### Given instruction
How many lines in the entries below contain the string "gear", matching case exactly? Reply with the number alone.

### Provided data
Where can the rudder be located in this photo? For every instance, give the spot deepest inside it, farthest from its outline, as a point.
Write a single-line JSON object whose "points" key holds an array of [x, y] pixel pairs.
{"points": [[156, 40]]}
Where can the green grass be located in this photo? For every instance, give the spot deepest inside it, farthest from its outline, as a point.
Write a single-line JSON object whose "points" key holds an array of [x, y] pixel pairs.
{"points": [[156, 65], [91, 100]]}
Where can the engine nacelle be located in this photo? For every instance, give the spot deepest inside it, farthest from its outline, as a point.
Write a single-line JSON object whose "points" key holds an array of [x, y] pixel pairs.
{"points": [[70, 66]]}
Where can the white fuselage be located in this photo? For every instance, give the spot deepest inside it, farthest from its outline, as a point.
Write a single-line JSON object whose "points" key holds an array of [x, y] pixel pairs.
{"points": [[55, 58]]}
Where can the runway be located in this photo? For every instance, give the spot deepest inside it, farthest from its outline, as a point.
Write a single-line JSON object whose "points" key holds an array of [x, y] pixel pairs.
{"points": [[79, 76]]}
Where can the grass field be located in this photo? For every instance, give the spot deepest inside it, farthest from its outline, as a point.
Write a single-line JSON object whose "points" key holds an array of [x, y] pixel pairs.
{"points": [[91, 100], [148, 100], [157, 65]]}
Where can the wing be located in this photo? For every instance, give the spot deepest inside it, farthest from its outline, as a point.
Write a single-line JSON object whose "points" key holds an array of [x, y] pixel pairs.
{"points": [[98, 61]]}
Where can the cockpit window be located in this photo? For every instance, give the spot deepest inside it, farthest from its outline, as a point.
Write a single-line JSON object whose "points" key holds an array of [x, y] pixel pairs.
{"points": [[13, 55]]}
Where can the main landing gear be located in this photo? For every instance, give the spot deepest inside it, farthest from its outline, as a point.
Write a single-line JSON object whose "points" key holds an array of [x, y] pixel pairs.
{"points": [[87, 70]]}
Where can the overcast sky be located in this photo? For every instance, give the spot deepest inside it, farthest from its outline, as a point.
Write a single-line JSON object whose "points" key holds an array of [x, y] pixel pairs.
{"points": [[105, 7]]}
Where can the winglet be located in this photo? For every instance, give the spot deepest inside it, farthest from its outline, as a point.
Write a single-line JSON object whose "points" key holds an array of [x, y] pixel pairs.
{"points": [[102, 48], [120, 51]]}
---
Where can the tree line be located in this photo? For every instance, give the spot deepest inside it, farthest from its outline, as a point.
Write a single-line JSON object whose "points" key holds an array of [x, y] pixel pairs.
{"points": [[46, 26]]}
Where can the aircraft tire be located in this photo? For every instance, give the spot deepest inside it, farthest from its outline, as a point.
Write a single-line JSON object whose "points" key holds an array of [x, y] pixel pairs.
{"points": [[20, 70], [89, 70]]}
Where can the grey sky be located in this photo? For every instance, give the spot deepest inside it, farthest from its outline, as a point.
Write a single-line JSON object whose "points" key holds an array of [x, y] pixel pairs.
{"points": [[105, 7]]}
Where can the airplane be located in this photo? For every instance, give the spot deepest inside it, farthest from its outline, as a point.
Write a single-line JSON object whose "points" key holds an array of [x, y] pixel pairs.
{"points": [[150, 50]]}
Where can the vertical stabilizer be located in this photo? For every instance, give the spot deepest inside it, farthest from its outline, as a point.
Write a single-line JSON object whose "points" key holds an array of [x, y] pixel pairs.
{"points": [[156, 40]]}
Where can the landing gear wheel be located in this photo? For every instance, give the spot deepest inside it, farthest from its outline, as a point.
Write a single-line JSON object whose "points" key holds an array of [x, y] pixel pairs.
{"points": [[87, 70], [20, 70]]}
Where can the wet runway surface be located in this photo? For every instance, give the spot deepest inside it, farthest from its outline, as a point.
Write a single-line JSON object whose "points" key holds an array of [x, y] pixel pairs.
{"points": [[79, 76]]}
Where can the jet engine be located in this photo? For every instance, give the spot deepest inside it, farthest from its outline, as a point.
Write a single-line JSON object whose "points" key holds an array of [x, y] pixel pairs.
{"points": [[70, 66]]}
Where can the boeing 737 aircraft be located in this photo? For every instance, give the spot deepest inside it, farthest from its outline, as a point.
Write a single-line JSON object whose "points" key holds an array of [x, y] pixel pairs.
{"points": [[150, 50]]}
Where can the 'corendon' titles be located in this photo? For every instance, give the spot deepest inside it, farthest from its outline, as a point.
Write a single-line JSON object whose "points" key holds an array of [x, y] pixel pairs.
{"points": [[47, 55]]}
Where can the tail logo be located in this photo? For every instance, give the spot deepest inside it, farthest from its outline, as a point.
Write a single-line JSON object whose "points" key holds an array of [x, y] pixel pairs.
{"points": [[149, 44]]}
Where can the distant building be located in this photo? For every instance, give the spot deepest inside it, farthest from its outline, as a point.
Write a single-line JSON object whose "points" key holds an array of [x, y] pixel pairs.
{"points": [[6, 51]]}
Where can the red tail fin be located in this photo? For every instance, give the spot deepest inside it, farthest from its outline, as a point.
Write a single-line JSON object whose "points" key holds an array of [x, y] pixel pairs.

### Complete answer
2